PASSAGE PROVIDED:
# # # # # # #

The BoE needed to push back against any assumption by firms that this was a normal state of affairs, Mann said.
“Monetary policy needs to keep inflation expectations anchored; by doing so now, less tightening will be required later, when demand may still be weak.”
BoE interest rates currently stand at 0.75%, and financial markets expect them to reach 2.25% by the end of the year, though many economists think the rise will be less.
British inflation hit a 30-year high of 7% in March, and the BoE last month warned that the bigger-than-expected pick-up in prices would squeeze economic growth later this year.
However, Mann said it was not obvious to her that this fall in consumer demand would come soon enough to prompt businesses to rein in upcoming price rises.
“Tracking these price expectations and forecast revisions is of paramount importance since inflation ultimately is due to firms systematically able to raise their prices,” she said.
Moreover, the structure of British regulated energy prices – which makes a further rise in power tariffs highly likely in October – would extend the period of high inflation.
On Tuesday the International Monetary Fund forecast Britain would have the highest inflation of any major advanced economy next year, as well the slowest growth.
Mann did not want to comment on the chance of a recession while the central bank was in the middle of updating forecasts for its May meeting, but said there were already some characteristics of stagflation.

# # # # # # #

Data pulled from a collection
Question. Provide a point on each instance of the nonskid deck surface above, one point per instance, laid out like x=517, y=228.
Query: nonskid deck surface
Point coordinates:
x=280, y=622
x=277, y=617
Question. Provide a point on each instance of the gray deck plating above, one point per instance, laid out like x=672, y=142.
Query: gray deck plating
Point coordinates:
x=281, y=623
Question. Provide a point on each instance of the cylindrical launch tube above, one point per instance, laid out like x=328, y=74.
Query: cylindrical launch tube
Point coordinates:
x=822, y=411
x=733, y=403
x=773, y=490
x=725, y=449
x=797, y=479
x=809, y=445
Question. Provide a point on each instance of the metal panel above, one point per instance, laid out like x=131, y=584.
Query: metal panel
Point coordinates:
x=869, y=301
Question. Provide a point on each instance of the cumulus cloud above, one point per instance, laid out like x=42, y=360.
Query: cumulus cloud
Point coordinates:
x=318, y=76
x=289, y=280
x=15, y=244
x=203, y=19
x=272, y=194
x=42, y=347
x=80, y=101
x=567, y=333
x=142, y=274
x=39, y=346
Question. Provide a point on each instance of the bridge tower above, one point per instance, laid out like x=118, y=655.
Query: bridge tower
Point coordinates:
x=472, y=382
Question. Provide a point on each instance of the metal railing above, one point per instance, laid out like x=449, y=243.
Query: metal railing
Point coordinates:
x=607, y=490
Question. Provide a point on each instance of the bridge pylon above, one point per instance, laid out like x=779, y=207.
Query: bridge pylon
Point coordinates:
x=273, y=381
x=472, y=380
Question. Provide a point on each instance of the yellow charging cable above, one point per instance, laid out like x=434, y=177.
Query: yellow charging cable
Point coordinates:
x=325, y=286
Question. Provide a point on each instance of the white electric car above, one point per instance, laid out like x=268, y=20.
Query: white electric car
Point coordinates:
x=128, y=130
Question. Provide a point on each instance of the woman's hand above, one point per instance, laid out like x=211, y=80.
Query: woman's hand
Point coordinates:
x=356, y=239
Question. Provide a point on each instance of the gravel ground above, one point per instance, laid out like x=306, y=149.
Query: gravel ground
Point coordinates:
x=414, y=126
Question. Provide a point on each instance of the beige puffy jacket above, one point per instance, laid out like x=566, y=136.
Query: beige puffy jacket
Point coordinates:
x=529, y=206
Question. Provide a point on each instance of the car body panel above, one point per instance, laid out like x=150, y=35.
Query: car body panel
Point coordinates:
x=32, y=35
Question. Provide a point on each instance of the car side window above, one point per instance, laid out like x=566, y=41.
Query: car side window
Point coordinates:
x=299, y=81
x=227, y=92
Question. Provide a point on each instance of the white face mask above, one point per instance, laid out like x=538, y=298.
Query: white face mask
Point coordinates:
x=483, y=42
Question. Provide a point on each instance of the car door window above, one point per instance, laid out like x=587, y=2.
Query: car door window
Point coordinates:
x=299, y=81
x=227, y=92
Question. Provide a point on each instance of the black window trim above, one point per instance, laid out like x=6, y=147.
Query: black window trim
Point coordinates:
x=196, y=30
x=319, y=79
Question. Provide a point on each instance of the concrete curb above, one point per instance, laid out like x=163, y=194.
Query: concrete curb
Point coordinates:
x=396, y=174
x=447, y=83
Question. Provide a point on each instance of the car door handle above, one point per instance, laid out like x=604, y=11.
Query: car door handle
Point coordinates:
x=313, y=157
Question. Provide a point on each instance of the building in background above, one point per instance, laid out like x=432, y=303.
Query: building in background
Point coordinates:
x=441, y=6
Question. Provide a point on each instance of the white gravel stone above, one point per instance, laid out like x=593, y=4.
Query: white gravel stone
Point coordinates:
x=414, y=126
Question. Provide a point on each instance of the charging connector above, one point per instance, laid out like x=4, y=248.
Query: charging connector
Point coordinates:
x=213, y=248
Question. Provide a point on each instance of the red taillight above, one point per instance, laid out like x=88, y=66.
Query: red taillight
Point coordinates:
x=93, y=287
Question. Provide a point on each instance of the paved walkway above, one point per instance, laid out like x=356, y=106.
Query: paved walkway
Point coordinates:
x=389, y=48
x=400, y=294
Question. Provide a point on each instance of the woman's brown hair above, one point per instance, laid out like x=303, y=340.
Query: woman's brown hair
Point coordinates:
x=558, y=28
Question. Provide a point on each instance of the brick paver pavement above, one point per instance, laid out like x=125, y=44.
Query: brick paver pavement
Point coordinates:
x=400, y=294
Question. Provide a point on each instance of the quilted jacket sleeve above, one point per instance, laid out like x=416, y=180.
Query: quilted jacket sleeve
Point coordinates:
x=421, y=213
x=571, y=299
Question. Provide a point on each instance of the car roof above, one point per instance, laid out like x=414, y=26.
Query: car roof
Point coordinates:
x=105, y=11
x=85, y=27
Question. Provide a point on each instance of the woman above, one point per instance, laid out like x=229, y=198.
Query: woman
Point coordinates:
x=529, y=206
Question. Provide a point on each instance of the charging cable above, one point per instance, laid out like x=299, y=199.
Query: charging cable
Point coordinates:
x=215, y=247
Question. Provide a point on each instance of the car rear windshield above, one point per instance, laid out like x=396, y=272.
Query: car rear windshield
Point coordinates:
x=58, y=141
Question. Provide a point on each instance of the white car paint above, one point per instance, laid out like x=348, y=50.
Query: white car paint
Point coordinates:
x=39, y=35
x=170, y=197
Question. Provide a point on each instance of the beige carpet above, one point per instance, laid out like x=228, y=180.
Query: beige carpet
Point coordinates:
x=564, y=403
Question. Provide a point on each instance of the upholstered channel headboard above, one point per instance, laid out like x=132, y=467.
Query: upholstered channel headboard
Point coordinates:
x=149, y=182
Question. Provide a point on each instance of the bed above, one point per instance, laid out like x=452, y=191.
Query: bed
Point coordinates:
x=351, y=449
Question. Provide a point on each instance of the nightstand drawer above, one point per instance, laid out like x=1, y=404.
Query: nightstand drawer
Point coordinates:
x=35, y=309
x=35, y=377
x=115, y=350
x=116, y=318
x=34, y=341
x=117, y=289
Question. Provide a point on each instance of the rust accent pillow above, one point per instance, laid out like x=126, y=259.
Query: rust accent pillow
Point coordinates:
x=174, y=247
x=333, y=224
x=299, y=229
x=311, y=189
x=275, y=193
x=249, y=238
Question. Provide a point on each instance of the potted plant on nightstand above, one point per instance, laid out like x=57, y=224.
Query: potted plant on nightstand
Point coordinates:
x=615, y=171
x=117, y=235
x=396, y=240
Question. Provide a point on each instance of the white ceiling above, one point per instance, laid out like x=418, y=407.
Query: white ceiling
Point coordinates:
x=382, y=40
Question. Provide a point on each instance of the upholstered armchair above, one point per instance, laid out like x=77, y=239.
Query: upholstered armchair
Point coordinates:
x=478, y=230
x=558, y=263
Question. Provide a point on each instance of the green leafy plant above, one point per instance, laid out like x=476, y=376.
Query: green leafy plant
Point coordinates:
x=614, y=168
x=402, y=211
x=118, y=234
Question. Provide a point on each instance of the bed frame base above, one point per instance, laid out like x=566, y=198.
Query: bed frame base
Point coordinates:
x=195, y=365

# # # # # # #

WHAT YOU SHOULD DO:
Answer these questions from the passage on Bank of England inflation:
(a) What level are BoE interest rates at now?
(b) What rate did British inflation reach in March?
(c) In which month is a further rise in power tariffs highly likely?
The lines above are separate material, unrelated to the text.

WORKED ANSWER:
(a) 0.75%
(b) 7%, a 30-year high
(c) October